The result should be a full, exact repeat of the entries, free of pictures.

--- Exercise material ---
════════════════════
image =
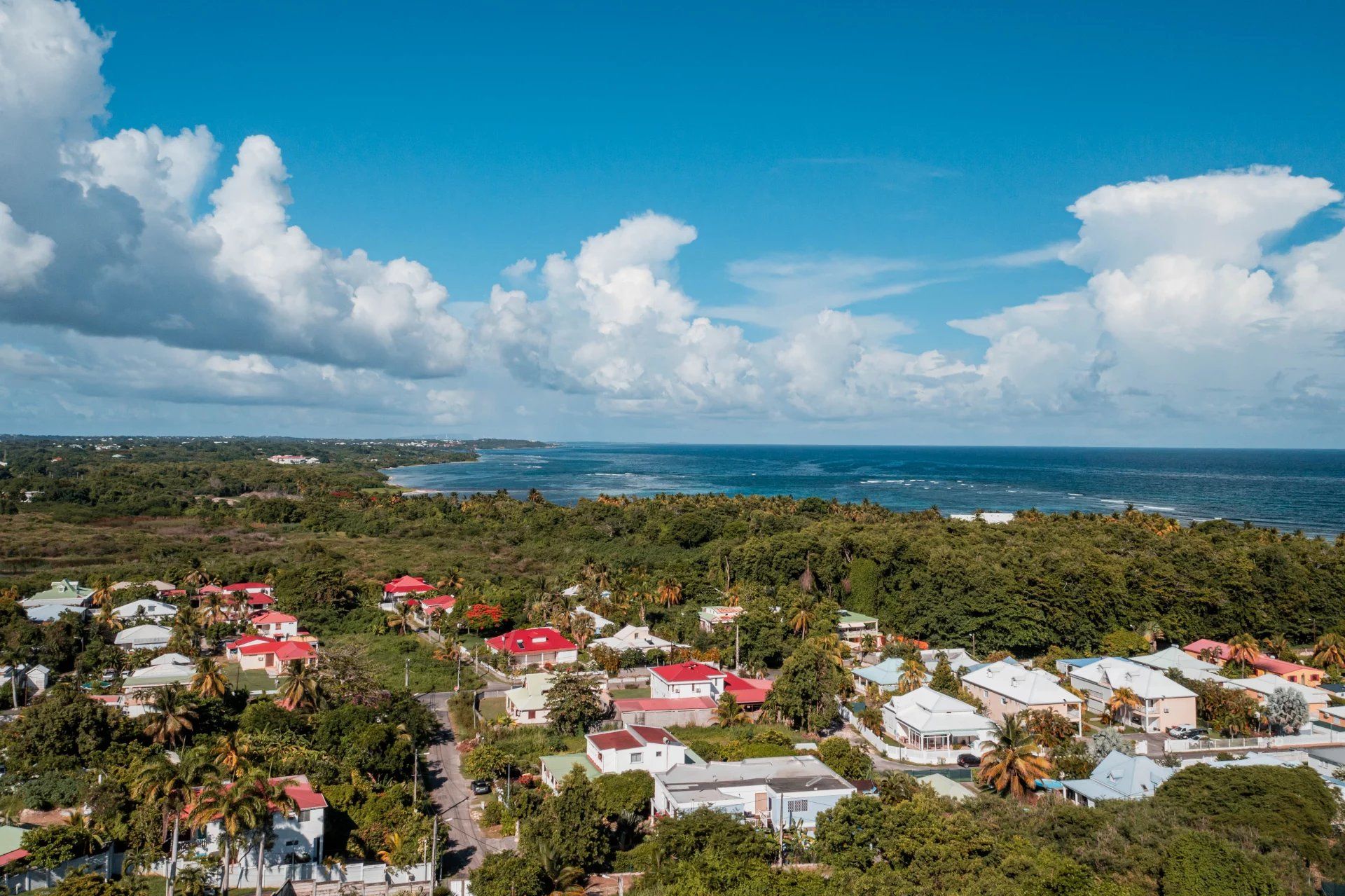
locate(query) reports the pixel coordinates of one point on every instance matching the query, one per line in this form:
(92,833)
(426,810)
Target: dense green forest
(1039,581)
════════════════════
--- Exercise response ---
image =
locate(query) reports the pixel coordinates of one point on every instance matching the query, one per line in this form:
(92,833)
(426,810)
Target: dense green forest
(1039,581)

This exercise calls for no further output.